Problem to solve:
Which lines in the listing below contain the string "thin"? Copy out every one of them.
[start]
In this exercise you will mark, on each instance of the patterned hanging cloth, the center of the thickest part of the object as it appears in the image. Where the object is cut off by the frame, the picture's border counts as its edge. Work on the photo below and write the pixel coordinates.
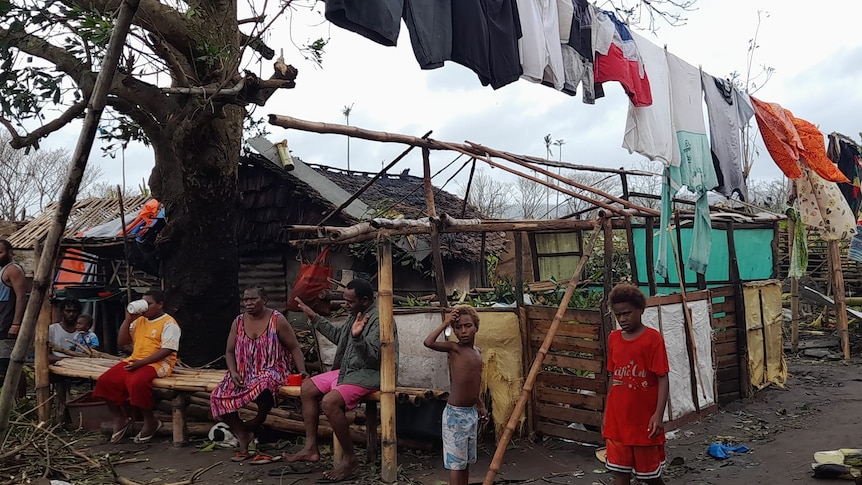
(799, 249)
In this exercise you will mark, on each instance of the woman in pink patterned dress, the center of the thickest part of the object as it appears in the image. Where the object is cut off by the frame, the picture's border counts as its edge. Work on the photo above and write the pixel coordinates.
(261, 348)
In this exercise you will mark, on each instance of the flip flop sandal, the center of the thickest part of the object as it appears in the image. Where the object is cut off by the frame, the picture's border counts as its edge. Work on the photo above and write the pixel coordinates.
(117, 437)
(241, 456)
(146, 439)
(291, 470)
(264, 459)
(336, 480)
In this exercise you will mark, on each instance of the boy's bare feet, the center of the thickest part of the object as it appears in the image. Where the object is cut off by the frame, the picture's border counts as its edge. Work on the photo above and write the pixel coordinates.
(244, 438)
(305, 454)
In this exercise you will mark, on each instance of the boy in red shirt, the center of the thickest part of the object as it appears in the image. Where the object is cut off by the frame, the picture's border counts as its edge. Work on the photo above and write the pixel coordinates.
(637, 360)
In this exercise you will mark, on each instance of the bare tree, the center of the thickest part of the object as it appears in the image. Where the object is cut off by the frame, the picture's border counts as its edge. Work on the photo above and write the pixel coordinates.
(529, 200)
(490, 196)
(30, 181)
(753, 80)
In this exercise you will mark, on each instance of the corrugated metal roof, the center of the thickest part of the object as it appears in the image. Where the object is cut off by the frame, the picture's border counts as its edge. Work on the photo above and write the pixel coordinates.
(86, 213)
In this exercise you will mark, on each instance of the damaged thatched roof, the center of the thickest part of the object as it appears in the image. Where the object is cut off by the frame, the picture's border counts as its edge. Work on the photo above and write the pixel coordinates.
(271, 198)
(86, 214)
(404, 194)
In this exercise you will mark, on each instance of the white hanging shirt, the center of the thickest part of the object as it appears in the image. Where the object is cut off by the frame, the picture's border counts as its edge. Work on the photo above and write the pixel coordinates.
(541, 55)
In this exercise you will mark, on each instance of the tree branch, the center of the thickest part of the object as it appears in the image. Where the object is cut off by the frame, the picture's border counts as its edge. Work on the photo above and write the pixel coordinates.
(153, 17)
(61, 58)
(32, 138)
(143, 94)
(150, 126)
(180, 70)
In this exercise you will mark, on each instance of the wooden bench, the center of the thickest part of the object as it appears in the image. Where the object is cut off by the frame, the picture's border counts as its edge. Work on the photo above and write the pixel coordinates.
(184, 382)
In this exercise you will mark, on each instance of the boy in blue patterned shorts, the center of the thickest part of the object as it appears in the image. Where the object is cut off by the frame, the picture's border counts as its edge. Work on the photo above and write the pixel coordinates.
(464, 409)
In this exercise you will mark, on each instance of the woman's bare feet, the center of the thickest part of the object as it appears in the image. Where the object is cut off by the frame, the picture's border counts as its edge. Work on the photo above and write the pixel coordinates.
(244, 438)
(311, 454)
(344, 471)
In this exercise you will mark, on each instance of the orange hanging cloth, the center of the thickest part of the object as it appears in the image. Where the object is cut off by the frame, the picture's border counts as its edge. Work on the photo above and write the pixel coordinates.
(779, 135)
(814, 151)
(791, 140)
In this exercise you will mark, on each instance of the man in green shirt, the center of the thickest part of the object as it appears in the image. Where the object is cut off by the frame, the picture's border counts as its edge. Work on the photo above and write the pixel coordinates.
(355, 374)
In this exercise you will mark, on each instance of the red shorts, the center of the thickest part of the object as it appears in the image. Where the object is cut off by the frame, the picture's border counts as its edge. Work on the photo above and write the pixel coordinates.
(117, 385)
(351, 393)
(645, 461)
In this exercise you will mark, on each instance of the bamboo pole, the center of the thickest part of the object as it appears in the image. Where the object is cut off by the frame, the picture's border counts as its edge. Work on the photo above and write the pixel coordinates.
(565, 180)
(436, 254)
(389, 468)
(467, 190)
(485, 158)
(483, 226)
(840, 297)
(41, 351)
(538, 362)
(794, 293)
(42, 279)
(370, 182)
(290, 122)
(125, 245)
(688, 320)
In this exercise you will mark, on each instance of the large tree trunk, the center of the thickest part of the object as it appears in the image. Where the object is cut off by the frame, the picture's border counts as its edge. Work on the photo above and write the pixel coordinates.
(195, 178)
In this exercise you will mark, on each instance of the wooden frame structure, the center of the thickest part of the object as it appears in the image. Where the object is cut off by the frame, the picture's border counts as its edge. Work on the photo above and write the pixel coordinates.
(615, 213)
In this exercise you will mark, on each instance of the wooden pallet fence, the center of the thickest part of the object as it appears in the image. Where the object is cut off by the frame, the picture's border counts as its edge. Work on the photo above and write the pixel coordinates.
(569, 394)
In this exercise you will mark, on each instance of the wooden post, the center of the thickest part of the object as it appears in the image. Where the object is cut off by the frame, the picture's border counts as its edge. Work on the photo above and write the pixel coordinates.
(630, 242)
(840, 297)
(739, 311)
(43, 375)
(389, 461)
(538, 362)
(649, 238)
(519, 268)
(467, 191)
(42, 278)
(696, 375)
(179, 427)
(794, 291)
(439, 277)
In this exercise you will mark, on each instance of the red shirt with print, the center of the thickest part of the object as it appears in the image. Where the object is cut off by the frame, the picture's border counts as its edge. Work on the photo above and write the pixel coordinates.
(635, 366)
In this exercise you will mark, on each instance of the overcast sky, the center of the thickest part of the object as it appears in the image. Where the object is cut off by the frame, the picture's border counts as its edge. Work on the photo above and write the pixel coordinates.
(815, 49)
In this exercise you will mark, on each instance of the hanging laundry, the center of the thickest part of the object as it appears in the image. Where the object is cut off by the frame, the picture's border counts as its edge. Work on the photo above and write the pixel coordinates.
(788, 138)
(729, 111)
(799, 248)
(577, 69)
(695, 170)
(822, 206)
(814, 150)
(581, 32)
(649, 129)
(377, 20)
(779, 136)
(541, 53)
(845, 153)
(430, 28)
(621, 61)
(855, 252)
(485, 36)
[end]
[start]
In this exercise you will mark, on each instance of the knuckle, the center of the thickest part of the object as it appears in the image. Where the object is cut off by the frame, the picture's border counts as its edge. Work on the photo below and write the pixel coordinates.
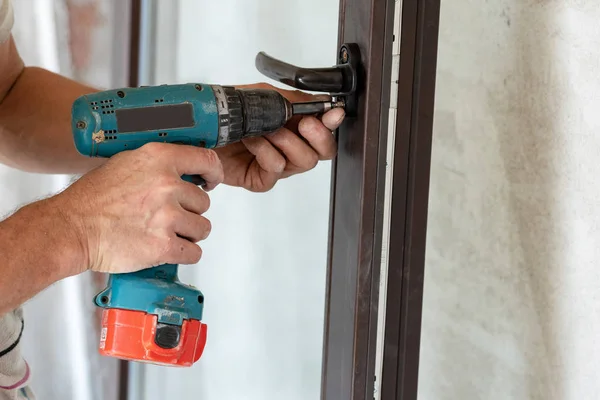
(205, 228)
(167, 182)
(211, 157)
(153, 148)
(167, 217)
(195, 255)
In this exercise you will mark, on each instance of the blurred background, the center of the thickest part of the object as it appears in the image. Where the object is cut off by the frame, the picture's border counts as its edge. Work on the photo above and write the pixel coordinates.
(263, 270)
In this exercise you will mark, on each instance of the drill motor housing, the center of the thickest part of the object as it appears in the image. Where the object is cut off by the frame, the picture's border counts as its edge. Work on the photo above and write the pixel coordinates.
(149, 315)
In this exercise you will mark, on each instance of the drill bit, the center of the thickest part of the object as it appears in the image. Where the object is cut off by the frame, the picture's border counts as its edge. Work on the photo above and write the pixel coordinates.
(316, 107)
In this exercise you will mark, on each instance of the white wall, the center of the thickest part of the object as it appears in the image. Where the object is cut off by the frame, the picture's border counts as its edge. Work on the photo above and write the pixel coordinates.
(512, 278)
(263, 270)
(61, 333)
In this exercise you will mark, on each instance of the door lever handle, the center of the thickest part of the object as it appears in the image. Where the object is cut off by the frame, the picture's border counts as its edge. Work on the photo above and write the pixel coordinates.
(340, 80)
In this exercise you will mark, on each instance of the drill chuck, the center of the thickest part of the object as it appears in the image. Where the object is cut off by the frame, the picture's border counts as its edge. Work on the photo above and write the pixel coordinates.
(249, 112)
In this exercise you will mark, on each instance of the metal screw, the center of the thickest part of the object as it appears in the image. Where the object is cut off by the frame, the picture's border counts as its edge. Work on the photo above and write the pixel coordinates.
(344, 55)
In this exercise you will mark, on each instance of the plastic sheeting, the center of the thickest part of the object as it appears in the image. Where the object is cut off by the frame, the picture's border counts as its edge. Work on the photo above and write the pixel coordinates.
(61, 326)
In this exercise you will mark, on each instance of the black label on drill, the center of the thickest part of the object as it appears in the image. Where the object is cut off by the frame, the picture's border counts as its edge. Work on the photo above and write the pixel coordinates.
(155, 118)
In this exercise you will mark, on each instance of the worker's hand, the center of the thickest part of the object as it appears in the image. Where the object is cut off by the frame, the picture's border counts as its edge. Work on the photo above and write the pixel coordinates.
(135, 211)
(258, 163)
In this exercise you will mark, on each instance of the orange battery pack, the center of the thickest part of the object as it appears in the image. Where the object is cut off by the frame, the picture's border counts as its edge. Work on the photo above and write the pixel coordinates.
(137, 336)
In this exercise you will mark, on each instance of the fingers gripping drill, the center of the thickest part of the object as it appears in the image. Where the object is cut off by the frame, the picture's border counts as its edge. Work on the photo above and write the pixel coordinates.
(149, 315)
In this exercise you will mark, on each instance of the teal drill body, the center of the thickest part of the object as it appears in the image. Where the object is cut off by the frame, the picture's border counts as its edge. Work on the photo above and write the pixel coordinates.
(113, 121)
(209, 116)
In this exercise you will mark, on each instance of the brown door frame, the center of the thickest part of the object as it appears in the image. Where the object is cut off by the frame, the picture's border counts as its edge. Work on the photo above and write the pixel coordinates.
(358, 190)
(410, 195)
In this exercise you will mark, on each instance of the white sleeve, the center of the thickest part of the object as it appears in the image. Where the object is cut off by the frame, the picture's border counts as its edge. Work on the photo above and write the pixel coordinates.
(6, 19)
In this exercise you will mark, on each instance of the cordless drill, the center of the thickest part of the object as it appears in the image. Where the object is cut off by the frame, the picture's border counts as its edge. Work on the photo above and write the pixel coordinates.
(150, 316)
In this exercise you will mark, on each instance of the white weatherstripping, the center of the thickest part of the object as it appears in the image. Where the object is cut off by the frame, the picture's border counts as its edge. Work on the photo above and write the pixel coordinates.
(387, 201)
[end]
[start]
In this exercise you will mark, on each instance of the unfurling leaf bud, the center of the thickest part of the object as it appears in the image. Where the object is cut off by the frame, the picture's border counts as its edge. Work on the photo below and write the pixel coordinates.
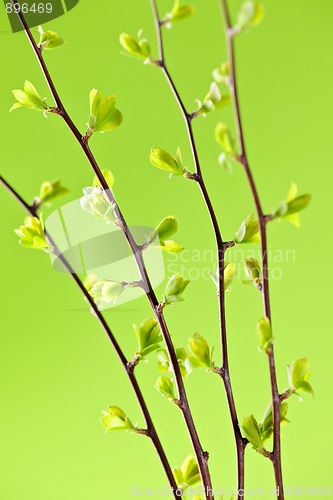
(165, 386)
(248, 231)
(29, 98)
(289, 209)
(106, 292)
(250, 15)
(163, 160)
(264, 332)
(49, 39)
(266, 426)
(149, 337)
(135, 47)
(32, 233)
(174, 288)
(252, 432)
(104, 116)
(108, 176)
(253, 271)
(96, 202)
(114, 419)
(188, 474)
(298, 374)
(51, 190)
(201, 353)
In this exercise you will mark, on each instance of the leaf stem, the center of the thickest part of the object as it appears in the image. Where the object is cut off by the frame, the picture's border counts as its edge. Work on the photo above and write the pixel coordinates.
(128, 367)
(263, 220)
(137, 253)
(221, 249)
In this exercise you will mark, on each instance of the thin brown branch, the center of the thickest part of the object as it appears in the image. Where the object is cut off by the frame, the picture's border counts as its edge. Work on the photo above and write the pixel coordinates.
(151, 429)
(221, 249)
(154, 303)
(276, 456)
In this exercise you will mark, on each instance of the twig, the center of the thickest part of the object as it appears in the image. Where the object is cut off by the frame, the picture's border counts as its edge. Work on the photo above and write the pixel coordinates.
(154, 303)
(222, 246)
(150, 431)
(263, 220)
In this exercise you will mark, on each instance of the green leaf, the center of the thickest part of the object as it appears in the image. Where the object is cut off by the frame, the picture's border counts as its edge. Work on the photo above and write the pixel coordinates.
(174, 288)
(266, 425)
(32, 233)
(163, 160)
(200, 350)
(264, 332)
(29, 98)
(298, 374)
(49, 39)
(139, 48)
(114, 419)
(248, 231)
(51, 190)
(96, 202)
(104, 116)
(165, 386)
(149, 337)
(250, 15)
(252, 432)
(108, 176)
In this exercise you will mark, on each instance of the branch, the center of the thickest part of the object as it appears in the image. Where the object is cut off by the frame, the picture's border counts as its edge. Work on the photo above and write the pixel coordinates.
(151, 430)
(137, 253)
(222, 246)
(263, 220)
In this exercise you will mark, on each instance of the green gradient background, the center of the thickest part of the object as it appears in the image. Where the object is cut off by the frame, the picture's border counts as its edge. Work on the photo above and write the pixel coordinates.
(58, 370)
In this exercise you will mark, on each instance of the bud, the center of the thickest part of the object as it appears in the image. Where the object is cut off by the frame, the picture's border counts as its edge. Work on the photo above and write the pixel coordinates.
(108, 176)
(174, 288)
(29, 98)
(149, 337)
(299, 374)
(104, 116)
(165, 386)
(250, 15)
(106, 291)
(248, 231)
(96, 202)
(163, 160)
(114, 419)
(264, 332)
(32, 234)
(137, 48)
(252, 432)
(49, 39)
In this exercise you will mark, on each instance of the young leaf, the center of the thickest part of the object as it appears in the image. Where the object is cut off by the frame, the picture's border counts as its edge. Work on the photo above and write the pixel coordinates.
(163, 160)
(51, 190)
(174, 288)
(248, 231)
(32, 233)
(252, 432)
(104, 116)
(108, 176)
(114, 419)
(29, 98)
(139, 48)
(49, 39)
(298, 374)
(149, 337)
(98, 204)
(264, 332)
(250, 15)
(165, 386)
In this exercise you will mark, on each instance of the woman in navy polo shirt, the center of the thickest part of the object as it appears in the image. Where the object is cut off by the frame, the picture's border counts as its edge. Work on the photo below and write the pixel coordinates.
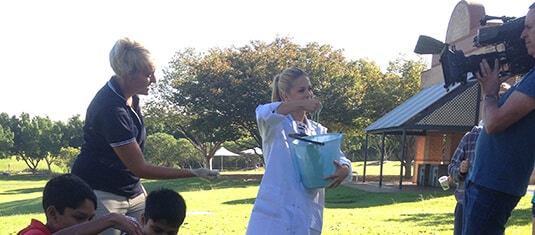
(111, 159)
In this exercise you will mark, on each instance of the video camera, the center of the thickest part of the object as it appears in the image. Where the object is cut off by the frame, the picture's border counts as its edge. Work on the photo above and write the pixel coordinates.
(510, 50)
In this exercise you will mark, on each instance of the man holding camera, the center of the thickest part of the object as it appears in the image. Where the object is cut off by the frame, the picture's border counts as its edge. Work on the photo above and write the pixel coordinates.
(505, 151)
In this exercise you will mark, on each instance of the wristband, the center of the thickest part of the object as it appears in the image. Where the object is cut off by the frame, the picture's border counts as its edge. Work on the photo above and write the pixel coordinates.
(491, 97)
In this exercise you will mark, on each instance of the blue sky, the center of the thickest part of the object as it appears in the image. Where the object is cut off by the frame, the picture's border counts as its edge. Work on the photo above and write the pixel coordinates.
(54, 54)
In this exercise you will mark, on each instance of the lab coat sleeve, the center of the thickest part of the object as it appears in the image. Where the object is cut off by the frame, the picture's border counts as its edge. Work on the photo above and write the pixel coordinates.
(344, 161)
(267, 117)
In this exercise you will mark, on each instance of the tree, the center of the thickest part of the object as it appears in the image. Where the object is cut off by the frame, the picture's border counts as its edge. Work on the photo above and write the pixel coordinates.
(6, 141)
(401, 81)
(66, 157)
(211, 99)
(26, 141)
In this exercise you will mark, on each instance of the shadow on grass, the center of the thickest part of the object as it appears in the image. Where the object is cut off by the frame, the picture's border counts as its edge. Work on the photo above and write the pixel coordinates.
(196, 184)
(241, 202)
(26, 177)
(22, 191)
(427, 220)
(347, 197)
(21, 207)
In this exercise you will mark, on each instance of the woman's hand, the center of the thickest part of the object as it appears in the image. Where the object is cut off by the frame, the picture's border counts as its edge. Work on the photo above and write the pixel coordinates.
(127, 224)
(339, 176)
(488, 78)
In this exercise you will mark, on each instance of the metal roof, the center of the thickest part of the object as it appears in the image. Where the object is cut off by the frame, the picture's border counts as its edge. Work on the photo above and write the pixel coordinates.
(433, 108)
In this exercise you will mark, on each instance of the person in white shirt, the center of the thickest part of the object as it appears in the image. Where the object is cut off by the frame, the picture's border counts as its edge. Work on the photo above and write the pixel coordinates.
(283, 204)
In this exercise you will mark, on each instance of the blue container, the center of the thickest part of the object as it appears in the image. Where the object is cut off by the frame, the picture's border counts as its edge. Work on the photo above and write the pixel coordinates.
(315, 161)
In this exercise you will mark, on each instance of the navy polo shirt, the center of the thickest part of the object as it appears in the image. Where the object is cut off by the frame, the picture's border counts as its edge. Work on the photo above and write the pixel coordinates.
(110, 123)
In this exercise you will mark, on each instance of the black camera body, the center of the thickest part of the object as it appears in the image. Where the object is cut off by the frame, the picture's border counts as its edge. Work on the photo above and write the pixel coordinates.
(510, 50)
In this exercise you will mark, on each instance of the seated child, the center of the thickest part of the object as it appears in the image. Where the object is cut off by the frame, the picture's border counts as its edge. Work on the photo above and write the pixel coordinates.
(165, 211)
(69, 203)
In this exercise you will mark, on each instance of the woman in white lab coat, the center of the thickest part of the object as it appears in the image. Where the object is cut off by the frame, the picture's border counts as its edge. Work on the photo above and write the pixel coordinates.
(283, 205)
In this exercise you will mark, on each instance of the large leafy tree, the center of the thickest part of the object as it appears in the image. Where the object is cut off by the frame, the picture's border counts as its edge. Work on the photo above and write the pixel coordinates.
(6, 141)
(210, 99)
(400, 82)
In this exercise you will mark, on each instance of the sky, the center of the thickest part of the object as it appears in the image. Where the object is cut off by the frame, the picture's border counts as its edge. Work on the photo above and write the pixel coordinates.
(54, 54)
[end]
Task result:
In this exercise you will mark, on each instance of the thin brown branch, the center of the thickest part of the object as it appears in the image. Where the object is cut off by the frame, the picture's border counts as its edge. Work on the photo above and write the pixel coordinates.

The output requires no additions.